++++ Extracted data ++++

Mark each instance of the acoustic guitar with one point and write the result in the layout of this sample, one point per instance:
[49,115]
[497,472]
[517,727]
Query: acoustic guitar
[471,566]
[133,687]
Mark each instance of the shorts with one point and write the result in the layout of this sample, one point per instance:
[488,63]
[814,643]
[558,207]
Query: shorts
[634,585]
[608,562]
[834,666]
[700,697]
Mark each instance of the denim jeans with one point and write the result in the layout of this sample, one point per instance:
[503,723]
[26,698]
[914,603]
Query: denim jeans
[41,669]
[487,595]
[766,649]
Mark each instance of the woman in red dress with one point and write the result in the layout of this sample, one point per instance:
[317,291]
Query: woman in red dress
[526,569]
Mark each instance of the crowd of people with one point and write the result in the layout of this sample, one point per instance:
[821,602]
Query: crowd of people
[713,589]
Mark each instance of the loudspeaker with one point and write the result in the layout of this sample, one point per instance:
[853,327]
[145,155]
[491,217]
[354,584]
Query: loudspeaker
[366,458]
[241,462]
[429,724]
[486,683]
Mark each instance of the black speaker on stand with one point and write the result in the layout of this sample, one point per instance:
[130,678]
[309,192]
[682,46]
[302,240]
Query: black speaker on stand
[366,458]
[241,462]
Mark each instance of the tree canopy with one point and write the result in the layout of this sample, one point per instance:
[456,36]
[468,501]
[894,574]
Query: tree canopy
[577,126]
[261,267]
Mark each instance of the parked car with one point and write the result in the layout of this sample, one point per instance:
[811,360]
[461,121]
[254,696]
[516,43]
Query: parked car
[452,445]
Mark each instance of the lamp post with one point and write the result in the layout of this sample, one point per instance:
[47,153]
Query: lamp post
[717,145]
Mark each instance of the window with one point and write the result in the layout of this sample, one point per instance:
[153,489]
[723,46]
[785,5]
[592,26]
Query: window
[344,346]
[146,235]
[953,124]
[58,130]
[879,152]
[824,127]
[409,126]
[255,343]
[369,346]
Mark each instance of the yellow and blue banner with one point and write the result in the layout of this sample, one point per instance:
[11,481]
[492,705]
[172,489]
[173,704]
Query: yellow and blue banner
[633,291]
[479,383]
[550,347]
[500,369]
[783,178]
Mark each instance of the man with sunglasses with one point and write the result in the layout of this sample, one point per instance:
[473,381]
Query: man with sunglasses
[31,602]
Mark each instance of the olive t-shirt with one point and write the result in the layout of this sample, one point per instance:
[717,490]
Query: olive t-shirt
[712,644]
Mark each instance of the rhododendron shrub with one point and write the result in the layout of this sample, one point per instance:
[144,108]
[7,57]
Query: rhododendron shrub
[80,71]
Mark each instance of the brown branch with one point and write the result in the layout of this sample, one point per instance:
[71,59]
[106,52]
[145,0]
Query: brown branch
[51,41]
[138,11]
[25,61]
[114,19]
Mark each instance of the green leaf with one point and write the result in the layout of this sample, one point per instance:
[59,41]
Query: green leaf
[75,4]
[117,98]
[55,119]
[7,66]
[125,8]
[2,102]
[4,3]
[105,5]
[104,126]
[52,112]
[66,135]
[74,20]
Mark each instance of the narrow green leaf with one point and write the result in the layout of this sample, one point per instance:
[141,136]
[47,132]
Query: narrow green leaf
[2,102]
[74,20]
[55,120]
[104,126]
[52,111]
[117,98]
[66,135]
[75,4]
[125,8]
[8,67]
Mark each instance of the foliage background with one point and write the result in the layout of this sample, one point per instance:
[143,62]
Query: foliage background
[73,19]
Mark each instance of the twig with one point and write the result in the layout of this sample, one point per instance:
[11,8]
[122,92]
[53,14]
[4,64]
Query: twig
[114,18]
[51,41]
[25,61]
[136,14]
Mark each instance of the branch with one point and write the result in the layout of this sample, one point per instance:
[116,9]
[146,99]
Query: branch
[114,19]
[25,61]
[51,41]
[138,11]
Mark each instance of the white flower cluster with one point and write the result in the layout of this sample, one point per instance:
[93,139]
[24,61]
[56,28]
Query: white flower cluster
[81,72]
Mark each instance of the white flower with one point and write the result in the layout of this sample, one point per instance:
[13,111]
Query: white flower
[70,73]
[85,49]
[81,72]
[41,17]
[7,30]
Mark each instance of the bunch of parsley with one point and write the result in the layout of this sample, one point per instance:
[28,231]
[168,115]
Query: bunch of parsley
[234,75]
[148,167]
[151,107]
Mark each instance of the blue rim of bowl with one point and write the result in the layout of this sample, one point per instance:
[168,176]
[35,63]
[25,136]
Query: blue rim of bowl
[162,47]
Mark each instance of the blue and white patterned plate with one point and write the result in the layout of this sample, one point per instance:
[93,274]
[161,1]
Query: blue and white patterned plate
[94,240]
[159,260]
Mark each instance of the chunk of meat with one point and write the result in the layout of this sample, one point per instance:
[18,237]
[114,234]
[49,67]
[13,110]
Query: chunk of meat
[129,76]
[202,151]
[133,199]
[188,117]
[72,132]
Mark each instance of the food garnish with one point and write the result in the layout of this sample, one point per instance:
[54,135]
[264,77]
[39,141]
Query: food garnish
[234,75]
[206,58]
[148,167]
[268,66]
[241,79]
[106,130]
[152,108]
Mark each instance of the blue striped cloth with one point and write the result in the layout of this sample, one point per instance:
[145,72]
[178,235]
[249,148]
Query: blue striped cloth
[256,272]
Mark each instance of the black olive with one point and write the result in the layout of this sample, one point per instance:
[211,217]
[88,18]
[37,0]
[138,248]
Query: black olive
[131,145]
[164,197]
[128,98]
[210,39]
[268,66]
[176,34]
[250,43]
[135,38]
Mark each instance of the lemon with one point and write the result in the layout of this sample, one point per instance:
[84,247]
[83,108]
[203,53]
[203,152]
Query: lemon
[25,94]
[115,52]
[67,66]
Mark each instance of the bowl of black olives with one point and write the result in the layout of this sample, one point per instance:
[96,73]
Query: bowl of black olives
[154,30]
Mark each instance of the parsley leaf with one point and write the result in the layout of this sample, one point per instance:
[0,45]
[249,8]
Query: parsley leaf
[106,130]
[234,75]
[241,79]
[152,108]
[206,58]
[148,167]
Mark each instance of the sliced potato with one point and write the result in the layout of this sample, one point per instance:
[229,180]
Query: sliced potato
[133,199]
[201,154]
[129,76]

++++
++++ Extracted data ++++

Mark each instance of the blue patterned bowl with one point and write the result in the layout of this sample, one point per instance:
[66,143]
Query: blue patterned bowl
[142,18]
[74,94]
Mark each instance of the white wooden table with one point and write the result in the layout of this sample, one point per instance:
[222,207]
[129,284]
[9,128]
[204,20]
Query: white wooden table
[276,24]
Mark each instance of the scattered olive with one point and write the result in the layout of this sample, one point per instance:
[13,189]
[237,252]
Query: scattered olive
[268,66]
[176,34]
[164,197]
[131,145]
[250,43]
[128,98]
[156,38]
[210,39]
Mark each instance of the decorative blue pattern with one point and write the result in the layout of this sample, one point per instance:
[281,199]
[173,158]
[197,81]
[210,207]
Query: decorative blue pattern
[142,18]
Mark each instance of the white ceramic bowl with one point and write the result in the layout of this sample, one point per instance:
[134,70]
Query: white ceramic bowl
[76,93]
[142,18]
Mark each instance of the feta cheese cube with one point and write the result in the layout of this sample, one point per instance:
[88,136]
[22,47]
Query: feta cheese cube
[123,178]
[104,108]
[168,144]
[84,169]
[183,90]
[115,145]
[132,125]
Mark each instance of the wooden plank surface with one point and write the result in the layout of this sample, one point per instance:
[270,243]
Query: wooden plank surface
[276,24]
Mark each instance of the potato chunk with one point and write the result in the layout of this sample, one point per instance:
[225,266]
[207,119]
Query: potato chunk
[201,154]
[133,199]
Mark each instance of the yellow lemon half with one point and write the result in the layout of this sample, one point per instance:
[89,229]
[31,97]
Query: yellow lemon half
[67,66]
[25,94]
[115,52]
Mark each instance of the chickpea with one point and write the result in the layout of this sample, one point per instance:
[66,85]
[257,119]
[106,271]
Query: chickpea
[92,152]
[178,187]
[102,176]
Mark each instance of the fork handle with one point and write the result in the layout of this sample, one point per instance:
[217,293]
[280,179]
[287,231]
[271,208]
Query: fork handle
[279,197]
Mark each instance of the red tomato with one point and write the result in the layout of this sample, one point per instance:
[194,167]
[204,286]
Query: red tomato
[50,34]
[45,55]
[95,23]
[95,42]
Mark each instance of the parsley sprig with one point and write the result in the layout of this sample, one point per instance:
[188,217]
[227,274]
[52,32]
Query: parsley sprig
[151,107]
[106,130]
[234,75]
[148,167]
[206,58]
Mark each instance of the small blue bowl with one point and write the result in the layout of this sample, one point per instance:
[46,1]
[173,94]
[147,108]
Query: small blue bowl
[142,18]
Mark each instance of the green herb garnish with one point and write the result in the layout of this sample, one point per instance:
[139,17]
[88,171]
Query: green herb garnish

++++

Can you write out, word for word, the lines of the data between the line holding "Mark each instance of the small" and the line holding "Query: green herb garnish", inclusive?

Mark each instance of the small blue bowl with one point and write the result in the layout of this sample, one point per instance:
[46,1]
[173,94]
[147,108]
Query: small blue bowl
[142,18]
Mark each instance of the green herb garnish with one point and write the result in the layout of this sample, one point per instance:
[139,17]
[88,171]
Query: green herb garnish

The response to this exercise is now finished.